• [Exercise]: Copy every line of the listing exactly.
***** Supplied data *****
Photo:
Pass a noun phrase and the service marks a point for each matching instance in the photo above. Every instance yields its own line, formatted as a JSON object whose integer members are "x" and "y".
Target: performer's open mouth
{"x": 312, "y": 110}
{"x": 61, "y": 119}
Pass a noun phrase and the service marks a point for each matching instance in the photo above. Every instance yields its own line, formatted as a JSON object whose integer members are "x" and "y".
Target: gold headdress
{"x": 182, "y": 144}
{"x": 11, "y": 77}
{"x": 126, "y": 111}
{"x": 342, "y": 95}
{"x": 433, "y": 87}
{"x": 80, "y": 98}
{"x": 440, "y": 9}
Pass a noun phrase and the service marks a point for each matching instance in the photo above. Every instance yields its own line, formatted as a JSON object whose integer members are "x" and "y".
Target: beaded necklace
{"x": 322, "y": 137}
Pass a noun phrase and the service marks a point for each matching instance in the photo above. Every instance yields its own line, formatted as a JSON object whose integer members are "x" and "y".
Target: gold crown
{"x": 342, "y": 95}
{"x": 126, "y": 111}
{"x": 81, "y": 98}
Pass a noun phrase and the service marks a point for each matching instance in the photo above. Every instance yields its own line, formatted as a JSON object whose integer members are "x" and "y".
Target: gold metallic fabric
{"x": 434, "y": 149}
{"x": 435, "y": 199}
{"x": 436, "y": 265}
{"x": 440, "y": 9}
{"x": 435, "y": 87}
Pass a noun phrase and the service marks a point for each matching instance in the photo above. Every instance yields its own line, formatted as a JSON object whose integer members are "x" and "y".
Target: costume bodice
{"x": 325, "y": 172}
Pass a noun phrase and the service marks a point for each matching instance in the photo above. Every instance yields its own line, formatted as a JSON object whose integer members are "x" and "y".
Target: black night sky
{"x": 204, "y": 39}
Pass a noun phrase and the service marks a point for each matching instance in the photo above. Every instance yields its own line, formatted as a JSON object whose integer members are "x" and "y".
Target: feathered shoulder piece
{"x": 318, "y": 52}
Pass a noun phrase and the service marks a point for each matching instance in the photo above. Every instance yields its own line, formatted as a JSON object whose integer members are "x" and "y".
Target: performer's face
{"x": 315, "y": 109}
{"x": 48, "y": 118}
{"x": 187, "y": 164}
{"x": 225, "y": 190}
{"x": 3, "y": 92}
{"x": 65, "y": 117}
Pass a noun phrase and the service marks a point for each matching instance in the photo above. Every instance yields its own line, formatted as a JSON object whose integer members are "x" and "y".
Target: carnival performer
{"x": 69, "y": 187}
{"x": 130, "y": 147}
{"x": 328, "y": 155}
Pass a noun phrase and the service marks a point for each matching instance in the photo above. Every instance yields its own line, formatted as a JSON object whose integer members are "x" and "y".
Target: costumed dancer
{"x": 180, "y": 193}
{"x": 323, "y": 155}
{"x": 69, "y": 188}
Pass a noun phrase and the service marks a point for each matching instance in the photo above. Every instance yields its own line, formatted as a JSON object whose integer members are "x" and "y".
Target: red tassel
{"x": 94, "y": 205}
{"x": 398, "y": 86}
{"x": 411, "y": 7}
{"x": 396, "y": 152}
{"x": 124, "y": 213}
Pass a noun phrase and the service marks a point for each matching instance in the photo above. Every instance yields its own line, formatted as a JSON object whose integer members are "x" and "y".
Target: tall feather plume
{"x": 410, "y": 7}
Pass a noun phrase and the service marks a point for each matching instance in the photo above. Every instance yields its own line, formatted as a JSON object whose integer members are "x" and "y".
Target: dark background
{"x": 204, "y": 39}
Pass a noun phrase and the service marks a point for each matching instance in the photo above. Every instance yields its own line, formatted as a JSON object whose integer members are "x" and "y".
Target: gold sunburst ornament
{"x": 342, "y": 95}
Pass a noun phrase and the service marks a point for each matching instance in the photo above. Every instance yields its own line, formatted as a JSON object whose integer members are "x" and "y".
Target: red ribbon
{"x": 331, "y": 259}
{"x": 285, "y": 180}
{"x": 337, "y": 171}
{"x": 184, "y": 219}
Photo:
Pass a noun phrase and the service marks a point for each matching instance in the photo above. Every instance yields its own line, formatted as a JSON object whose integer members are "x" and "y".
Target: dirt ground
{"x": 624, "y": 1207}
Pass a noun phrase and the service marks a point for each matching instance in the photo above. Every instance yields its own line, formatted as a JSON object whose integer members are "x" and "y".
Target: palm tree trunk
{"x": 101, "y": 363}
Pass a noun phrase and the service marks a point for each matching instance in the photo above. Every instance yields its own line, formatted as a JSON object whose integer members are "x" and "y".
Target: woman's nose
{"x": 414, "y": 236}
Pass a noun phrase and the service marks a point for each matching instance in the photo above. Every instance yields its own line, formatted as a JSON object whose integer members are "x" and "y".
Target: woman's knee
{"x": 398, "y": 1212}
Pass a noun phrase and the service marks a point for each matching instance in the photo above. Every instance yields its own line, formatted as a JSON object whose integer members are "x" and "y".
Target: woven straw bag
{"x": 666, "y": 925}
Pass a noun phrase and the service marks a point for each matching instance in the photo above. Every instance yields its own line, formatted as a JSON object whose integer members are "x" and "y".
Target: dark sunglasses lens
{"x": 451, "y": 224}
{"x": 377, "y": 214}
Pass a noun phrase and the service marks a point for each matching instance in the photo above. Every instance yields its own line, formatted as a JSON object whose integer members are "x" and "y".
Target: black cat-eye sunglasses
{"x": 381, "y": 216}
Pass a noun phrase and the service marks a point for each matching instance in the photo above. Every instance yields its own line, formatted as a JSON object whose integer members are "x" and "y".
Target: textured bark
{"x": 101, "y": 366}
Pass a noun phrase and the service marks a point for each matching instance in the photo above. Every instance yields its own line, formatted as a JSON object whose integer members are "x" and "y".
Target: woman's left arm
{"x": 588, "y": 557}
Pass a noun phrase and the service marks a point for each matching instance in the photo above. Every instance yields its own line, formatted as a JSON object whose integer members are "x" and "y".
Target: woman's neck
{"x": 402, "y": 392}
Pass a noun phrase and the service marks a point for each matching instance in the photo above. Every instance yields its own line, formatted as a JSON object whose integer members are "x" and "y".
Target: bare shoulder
*****
• [Full solution]:
Photo:
Pass a noun phrase and the service marks a point for each matching instance in the photo above. Every instance yields its own line, formatted as a JSON object whose integer members are "x" and "y".
Target: performer's open mouth
{"x": 312, "y": 110}
{"x": 61, "y": 119}
Pass a noun phrase and the service marks a point for each matching instance in the photo above. Every instance yields its own line, formatted as a JSON object whose integer members are "x" and "y".
Target: gold headdress
{"x": 182, "y": 144}
{"x": 11, "y": 77}
{"x": 126, "y": 111}
{"x": 342, "y": 95}
{"x": 433, "y": 87}
{"x": 80, "y": 98}
{"x": 440, "y": 9}
Pass a noun phrase and the service marks a point for each matching instance in the photo above. Every instance yields its own line, formatted as a JSON object whose integer members are "x" and "y".
Target: beaded necklace
{"x": 322, "y": 137}
Pass a noun phrase and the service marks a point for each matching instance in the photo above. Every instance yields its own line, formatted as a JSON object whose integer members are "x" and "y".
Target: gold crown
{"x": 342, "y": 95}
{"x": 126, "y": 111}
{"x": 81, "y": 98}
Pass a noun phrase and the service marks a point for each matching instance in the photo above. Every instance yields its own line, formatted as a JSON object whose integer members are "x" and "y".
Target: gold metallic fabric
{"x": 434, "y": 149}
{"x": 435, "y": 199}
{"x": 436, "y": 265}
{"x": 440, "y": 9}
{"x": 435, "y": 87}
Pass a noun phrase and the service marks a point for each matching instance in the photo above. Every instance yields its own line, formatted as a JSON object whose integer members are "x" and "y".
Target: costume bodice
{"x": 325, "y": 172}
Pass a noun phrase and the service marks a point for each matching instance in the photo above. Every instance yields its own line, formatted as a JSON object whose integer members are "x" and "y".
Target: black night sky
{"x": 204, "y": 39}
Pass a noun phrase and the service marks a point for each matching instance in the photo above. Every instance yields its own line, formatted as a JSON object whose integer members are "x" and "y".
Target: feathered shoulder piece
{"x": 318, "y": 52}
Pass a noun phrase and the service marks a point for each matching instance in the photo above. Every instance yields its own line, formatted as a JSON object whose integer members are "x" and "y".
Target: performer's face
{"x": 315, "y": 109}
{"x": 48, "y": 118}
{"x": 187, "y": 164}
{"x": 225, "y": 190}
{"x": 3, "y": 92}
{"x": 65, "y": 117}
Pass a noun phrase and the service marks a point for each matching instance in the photo above. Every instance yields its own line, formatted as a JSON object whose integer members are "x" and "y".
Target: carnival performer
{"x": 69, "y": 187}
{"x": 130, "y": 147}
{"x": 328, "y": 155}
Pass a noun phrase and the service marks a point for each matching instance in the photo above. Every instance yields its own line, formatted as a JSON object whose integer members are "x" and "y".
Target: costumed dancer
{"x": 180, "y": 193}
{"x": 323, "y": 155}
{"x": 69, "y": 188}
Pass a noun phrase and the service marks a point for each matching instance in the photo above. Every instance yields its own line, formatted as a JSON object whose integer members are "x" and "y".
Target: red tassel
{"x": 94, "y": 205}
{"x": 398, "y": 86}
{"x": 411, "y": 7}
{"x": 396, "y": 152}
{"x": 124, "y": 213}
Pass a noun phrase and the service marks a point for each matching instance in the photo above. Every instance yields its own line, formatted as a JSON object whose integer members are "x" and "y".
Target: tall feather plume
{"x": 410, "y": 7}
Pass a noun phrase and the service marks a point for each matching instance in the photo above. Every instance yields its own line, formatted as a JSON object whose integer members are "x" and "y".
Target: dark background
{"x": 204, "y": 39}
Pass a noun phrase and the service marks a point for each matching instance in the photo above. Every instance yields its own line, formatted as a JSON object whose integer members are "x" and "y".
Target: gold sunburst ornament
{"x": 342, "y": 95}
Pass a noun phrase and the service marks a point for each matching instance in the photo above. Every instance yields its own line, formatted as a JSON object whose integer members are "x" and "y".
Target: red ribbon
{"x": 331, "y": 259}
{"x": 285, "y": 180}
{"x": 337, "y": 171}
{"x": 184, "y": 219}
Photo:
Pass a noun phrase and the service marks a point for each matching instance in the photo above. Every instance yields its own line, formatted as a JSON object whose integer members are "x" and "y".
Target: dirt ground
{"x": 624, "y": 1207}
Pass a noun phrase and the service marks a point for each matching instance in the photo above. Every instance yields its own line, formatted as a JSON object whose integer members are "x" and "y".
Target: palm tree trunk
{"x": 101, "y": 363}
Pass a noun phrase and the service marks a point for each matching instance in the photo above. Every instance yields its own line, formatted as a JSON object whose integer members are "x" and "y".
Target: woman's nose
{"x": 414, "y": 236}
Pass a noun phrase and the service marks a point for each matching instance in the photo above. Every instance yields its own line, formatted as a JSON object whose integer members are "x" and "y".
Target: woman's knee
{"x": 398, "y": 1212}
Pass a noun phrase and the service marks a point for each matching instance in the photo above. Every instance yields its own line, formatted as a JSON object whose integer members are "x" and "y".
Target: woven straw bag
{"x": 666, "y": 925}
Pass a noun phrase and the service marks a point for each matching instance in the photo above. Every instance yields its own line, formatted as a JSON object whose integer members are "x" and "y".
Target: dark sunglasses lens
{"x": 451, "y": 224}
{"x": 377, "y": 214}
Pass a noun phrase and the service marks a point for each matching instance in the photo above. Every instance yields its own line, formatted as a JSON object whose integer members are "x" and "y".
Target: black cat-eye sunglasses
{"x": 381, "y": 216}
Pass a noun phrase and the service marks a point for each matching instance in the photo above. Every instance yields its own line, formatted as a JSON object whose integer members are "x" and "y".
Target: textured bark
{"x": 101, "y": 366}
Pass a noun phrase and the service marks a point for each matching instance in the photo above. Every instance yields its own line, formatted as a JSON object whose integer members are "x" and "y".
Target: woman's left arm
{"x": 588, "y": 557}
Pass a noun phrase and the service marks a point for each matching instance in the photo above. Every instance yields its own line, formatted as a JSON object whose integer members are "x" and "y".
Target: woman's neck
{"x": 402, "y": 392}
Pass a noun phrase and the service marks a point for each matching instance in the photo above. Every instance yields its own line, formatted as a JSON object whose integer members are "x" and "y".
Target: bare shoulder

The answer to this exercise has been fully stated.